> Task goal
Without changing a thing, reproduce the entire listing and leave out its pictures.

⁂

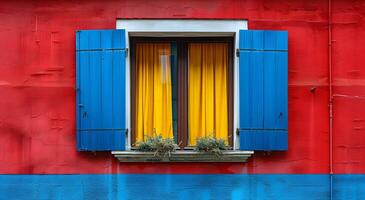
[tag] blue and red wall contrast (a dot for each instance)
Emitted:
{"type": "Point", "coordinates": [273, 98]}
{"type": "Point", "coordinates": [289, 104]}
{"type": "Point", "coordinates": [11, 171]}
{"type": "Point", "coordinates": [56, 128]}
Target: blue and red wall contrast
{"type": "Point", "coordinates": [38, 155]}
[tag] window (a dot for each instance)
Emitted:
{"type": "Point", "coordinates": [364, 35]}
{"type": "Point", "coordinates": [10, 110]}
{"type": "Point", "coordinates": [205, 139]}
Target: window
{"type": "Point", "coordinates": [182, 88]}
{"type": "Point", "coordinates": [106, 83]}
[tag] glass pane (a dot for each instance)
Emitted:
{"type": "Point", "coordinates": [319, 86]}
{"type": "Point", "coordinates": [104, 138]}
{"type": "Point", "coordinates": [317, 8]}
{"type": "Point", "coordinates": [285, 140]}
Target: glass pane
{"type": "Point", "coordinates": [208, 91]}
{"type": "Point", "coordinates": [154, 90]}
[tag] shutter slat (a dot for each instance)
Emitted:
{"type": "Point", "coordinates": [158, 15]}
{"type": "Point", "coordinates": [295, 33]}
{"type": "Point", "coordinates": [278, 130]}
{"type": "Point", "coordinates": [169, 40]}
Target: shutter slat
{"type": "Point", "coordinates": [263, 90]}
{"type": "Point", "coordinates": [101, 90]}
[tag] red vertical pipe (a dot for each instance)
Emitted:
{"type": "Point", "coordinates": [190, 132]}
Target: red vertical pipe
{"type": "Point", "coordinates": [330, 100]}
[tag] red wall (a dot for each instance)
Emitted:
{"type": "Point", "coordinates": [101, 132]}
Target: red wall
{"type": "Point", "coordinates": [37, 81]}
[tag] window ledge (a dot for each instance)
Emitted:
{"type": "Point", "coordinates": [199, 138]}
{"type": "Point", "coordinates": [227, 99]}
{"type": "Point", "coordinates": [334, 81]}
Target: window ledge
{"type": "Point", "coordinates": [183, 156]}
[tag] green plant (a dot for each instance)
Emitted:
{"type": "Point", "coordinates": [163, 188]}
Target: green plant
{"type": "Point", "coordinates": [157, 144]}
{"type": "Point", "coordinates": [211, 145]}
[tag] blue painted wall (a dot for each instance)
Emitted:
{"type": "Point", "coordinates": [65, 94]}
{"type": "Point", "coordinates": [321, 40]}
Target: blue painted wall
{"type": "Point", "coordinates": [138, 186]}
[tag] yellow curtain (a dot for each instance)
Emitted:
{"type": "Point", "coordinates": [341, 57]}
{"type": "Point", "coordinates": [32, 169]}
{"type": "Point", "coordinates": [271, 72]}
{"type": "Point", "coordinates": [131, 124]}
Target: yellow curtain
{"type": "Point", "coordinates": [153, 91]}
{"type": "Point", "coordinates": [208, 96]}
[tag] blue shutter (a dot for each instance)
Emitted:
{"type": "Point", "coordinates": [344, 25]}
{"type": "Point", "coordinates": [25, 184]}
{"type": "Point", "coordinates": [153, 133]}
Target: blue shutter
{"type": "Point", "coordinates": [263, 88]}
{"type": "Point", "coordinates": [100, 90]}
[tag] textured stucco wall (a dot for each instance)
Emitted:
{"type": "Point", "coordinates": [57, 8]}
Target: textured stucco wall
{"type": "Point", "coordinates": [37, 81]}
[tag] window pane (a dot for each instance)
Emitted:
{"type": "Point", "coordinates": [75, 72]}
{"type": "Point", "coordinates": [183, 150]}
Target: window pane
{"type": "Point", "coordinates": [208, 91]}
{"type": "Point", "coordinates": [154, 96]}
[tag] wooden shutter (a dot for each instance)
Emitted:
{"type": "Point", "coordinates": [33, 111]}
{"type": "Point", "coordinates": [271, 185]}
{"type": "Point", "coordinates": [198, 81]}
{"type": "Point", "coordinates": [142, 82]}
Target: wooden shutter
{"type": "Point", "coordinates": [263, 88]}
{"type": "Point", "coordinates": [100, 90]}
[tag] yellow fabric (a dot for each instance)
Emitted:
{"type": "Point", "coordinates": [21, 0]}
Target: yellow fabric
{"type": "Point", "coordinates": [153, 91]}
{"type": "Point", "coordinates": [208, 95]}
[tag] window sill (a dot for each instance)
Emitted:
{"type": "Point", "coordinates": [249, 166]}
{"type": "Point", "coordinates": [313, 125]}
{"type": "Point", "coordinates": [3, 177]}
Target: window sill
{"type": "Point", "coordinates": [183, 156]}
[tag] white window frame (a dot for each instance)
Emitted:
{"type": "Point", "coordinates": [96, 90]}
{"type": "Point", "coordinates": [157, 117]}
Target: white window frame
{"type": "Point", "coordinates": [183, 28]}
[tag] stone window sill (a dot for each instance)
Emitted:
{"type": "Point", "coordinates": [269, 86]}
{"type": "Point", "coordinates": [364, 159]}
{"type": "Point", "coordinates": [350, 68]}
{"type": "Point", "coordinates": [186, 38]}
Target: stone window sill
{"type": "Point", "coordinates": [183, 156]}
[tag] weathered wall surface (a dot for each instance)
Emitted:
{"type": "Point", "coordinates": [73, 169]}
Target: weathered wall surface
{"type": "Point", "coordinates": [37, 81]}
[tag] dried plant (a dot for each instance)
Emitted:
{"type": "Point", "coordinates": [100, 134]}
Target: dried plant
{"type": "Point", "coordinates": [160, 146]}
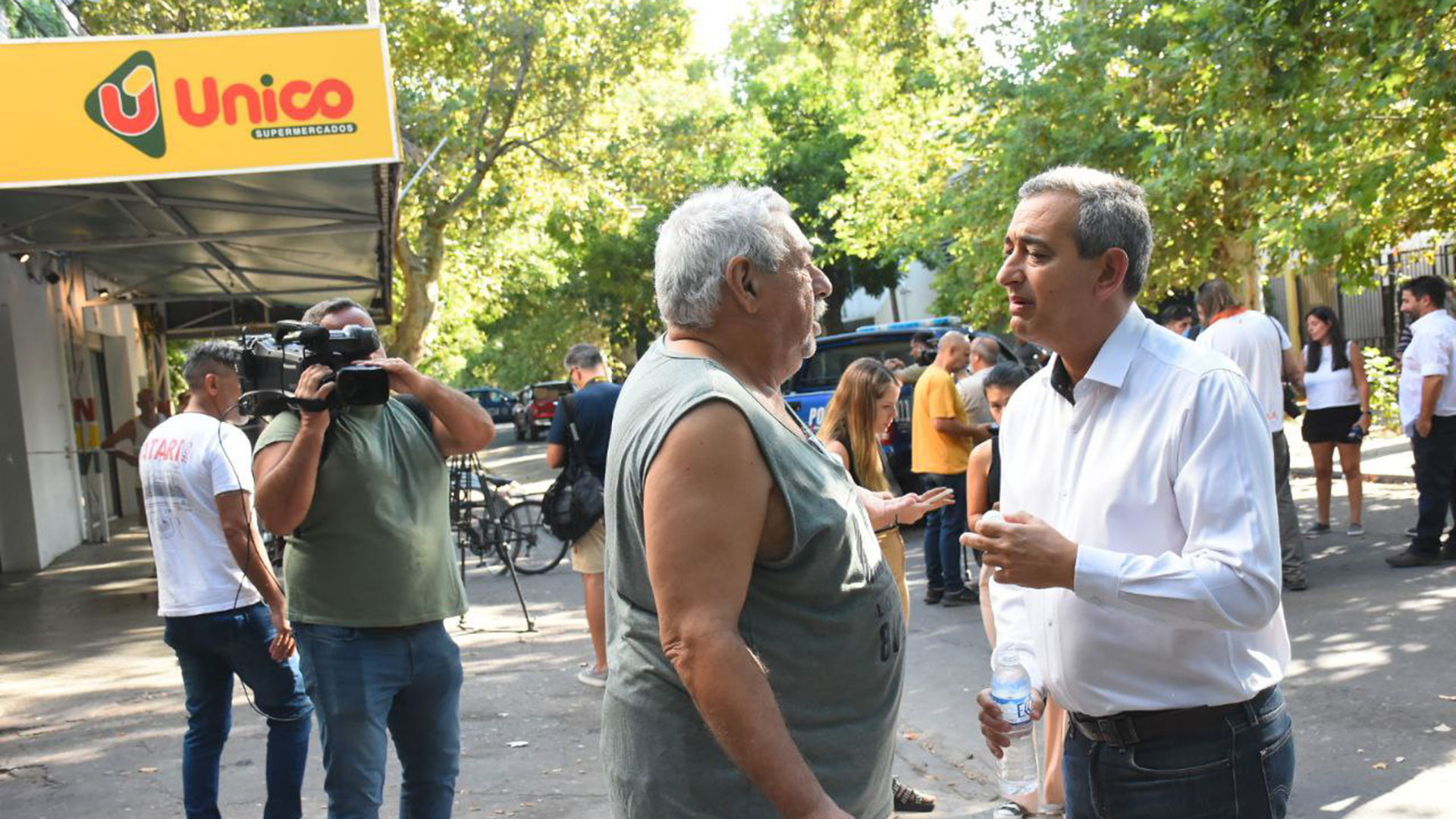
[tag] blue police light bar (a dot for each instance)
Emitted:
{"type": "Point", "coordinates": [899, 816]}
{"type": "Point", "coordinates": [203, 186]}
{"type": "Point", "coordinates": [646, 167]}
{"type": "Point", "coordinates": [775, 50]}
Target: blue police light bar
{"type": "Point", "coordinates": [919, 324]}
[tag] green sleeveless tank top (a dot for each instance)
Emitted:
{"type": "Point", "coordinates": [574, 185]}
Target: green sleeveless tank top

⁂

> Exercise result
[tag] blue and red wall contrast (a dot for each instance)
Emitted:
{"type": "Point", "coordinates": [273, 98]}
{"type": "Point", "coordinates": [289, 104]}
{"type": "Point", "coordinates": [11, 171]}
{"type": "Point", "coordinates": [56, 128]}
Target: blue and red wall contrast
{"type": "Point", "coordinates": [38, 155]}
[tag] window (a dot for each instance)
Emitted:
{"type": "Point", "coordinates": [364, 35]}
{"type": "Point", "coordinates": [10, 110]}
{"type": "Point", "coordinates": [205, 139]}
Target: window
{"type": "Point", "coordinates": [182, 88]}
{"type": "Point", "coordinates": [106, 83]}
[tag] glass pane (a dot for each instance)
Emitted:
{"type": "Point", "coordinates": [319, 86]}
{"type": "Point", "coordinates": [104, 138]}
{"type": "Point", "coordinates": [317, 8]}
{"type": "Point", "coordinates": [285, 140]}
Target: glass pane
{"type": "Point", "coordinates": [208, 91]}
{"type": "Point", "coordinates": [154, 90]}
[tag] shutter slat (a dot for each instance)
Emitted:
{"type": "Point", "coordinates": [158, 15]}
{"type": "Point", "coordinates": [295, 33]}
{"type": "Point", "coordinates": [278, 130]}
{"type": "Point", "coordinates": [169, 40]}
Target: shutter slat
{"type": "Point", "coordinates": [263, 90]}
{"type": "Point", "coordinates": [101, 90]}
[tag] red vertical pipe (a dot for each instance)
Emitted:
{"type": "Point", "coordinates": [190, 132]}
Target: red vertical pipe
{"type": "Point", "coordinates": [330, 100]}
[tag] red wall (a dot for each instance)
Emitted:
{"type": "Point", "coordinates": [101, 132]}
Target: red wall
{"type": "Point", "coordinates": [37, 81]}
[tag] window ledge (a dot for each instance)
Emitted:
{"type": "Point", "coordinates": [199, 138]}
{"type": "Point", "coordinates": [227, 99]}
{"type": "Point", "coordinates": [334, 81]}
Target: window ledge
{"type": "Point", "coordinates": [183, 156]}
[tag] green plant (a dot for each instance)
Emitted:
{"type": "Point", "coordinates": [163, 188]}
Target: green plant
{"type": "Point", "coordinates": [157, 144]}
{"type": "Point", "coordinates": [211, 145]}
[tag] blue painted wall (a dot for each instance)
Emitted:
{"type": "Point", "coordinates": [65, 94]}
{"type": "Point", "coordinates": [321, 40]}
Target: blue painted wall
{"type": "Point", "coordinates": [138, 186]}
[tag] yellow curtain (a dot for each instance)
Emitted:
{"type": "Point", "coordinates": [341, 57]}
{"type": "Point", "coordinates": [32, 169]}
{"type": "Point", "coordinates": [271, 72]}
{"type": "Point", "coordinates": [131, 124]}
Target: yellow curtain
{"type": "Point", "coordinates": [153, 91]}
{"type": "Point", "coordinates": [208, 96]}
[tag] blue shutter (a dot for each instance)
Emitted:
{"type": "Point", "coordinates": [344, 25]}
{"type": "Point", "coordinates": [25, 184]}
{"type": "Point", "coordinates": [153, 133]}
Target: blue shutter
{"type": "Point", "coordinates": [263, 88]}
{"type": "Point", "coordinates": [100, 90]}
[tag] textured stucco wall (a dot for each instance)
Emitted:
{"type": "Point", "coordinates": [57, 8]}
Target: textured stucco wall
{"type": "Point", "coordinates": [37, 81]}
[tag] window pane (a dot for each instance)
Emitted:
{"type": "Point", "coordinates": [75, 72]}
{"type": "Point", "coordinates": [183, 150]}
Target: window pane
{"type": "Point", "coordinates": [208, 91]}
{"type": "Point", "coordinates": [154, 96]}
[tag] wooden shutter (a dot for each instance)
Emitted:
{"type": "Point", "coordinates": [33, 111]}
{"type": "Point", "coordinates": [271, 185]}
{"type": "Point", "coordinates": [198, 81]}
{"type": "Point", "coordinates": [142, 82]}
Target: wooden shutter
{"type": "Point", "coordinates": [263, 88]}
{"type": "Point", "coordinates": [100, 90]}
[tag] yellow fabric (a dot for each instance)
Emitted:
{"type": "Point", "coordinates": [21, 0]}
Target: yellow fabric
{"type": "Point", "coordinates": [153, 91]}
{"type": "Point", "coordinates": [208, 95]}
[tag] window sill (a dot for each instance)
Emitted:
{"type": "Point", "coordinates": [249, 166]}
{"type": "Point", "coordinates": [313, 125]}
{"type": "Point", "coordinates": [3, 177]}
Target: window sill
{"type": "Point", "coordinates": [183, 156]}
[tag] white window frame (a dot for each instance)
Emitted:
{"type": "Point", "coordinates": [96, 90]}
{"type": "Point", "coordinates": [157, 117]}
Target: white window frame
{"type": "Point", "coordinates": [183, 28]}
[tag] stone window sill (a dot for each instance)
Emitted:
{"type": "Point", "coordinates": [269, 86]}
{"type": "Point", "coordinates": [364, 159]}
{"type": "Point", "coordinates": [350, 68]}
{"type": "Point", "coordinates": [186, 38]}
Target: stone window sill
{"type": "Point", "coordinates": [183, 156]}
[tag] weathered wall surface (a dot for each instance)
Emitted:
{"type": "Point", "coordinates": [73, 169]}
Target: weathered wall surface
{"type": "Point", "coordinates": [37, 81]}
[tag] dried plant (a dot for each instance)
Emitted:
{"type": "Point", "coordinates": [100, 134]}
Target: dried plant
{"type": "Point", "coordinates": [160, 146]}
[tag] blue police light bar (a dot for each instance)
Emitted:
{"type": "Point", "coordinates": [899, 816]}
{"type": "Point", "coordinates": [203, 186]}
{"type": "Point", "coordinates": [646, 167]}
{"type": "Point", "coordinates": [775, 50]}
Target: blue police light bar
{"type": "Point", "coordinates": [919, 324]}
[tag] green sleeveless tank top (a dot for each instance)
Emitted:
{"type": "Point", "coordinates": [574, 185]}
Target: green sleeveless tank top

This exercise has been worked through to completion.